- _EXERCISE REQUIREMENTS_:
a – In the passage on IAPA committees, who chairs the Finance, Audit, and Investment Committee?
b – List every committee that the passage on IAPA committees describes as newly created.
c – Reproduce the passage on IAPA committees from "c) Newly created." up to and including "Ziztmann (AMI, Colombia).".

- _PROVIDED PASSAGE_:
— START —

2.- The Special Committee on IAPA Challenges was consolidated. Co-chairs: José Roberto Dutriz (La Prensa Gráfica, El Salvador). It is proposed that, with the reservations established by our Bylaws, our president of the Executive Committee, Gabriela Vivanco (La Hora, Quito, Ecuador), be allowed to join the leadership of this committee. Interaction with the Press Institute will also be essential. This Special Commission will maintain close coordination with other new commissions:
(a) Newly created Membership and New Generation Committee. Chair: Silvia Miró Quesada (El Comercio, Peru). The creation of vice-presidencies with regional criteria is foreseen: for the United States and Canada, for Brazil, and the rest of Latin America.
b) Newly created. Events and Sponsorship Committee. President: Laura Puertas (Medcom, Panama). The creation of the chairpersons of the sub-committees on Events and Sponsorships is foreseen.
c) Newly created. Alliances and Associations Committee. Chairman: Daniel Dessein (La Gaceta, Argentina). Vice-Chairman: Werner Ziztmann (AMI, Colombia).
d) Consolidated into one. Finance, Audit, and Investment Committee. Chairperson: Sebastián Pastor (Televicentro, Honduras).
3.- The Special Commission on Sustainability of the Newspaper Industry is established. Co-Chairs: Jorge Canahuati (Grupo Opsa, Honduras) and Luciano Pascoe (TvAzteca, Mexico). This Special Commission will maintain close coordination with two other new commissions:
(a) The Digital Innovation Commission: Chairman: Juan Francisco Ealy Lanz-Duret (El Universal, Mexico). Chairman of the New Ventures Subcommittee: Armando Castilla (Vanguardia, Coahuila, Mexico). The creation of new sub-committee chairs will be proposed.
b) The Editorial Development Committee. Chairman: Andrés Mompotes (El Tiempo, Colombia). The creation of new sub-committee chairpersons shall be proposed.

— END —

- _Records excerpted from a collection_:

— START —

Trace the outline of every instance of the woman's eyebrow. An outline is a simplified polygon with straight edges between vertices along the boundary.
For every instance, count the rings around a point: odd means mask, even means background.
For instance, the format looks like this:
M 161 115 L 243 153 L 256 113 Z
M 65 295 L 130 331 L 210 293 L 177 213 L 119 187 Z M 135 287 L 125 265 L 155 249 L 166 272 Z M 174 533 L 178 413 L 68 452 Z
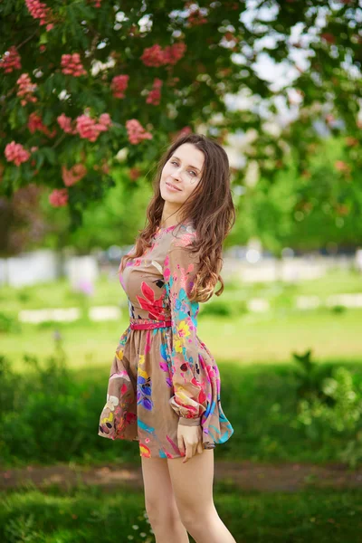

— END —

- _OUTPUTS_:
a – Sebastián Pastor (Televicentro, Honduras)

b –
- Membership and New Generation Committee
- Events and Sponsorship Committee
- Alliances and Associations Committee

c –
c) Newly created. Alliances and Associations Committee. Chairman: Daniel Dessein (La Gaceta, Argentina). Vice-Chairman: Werner Ziztmann (AMI, Colombia).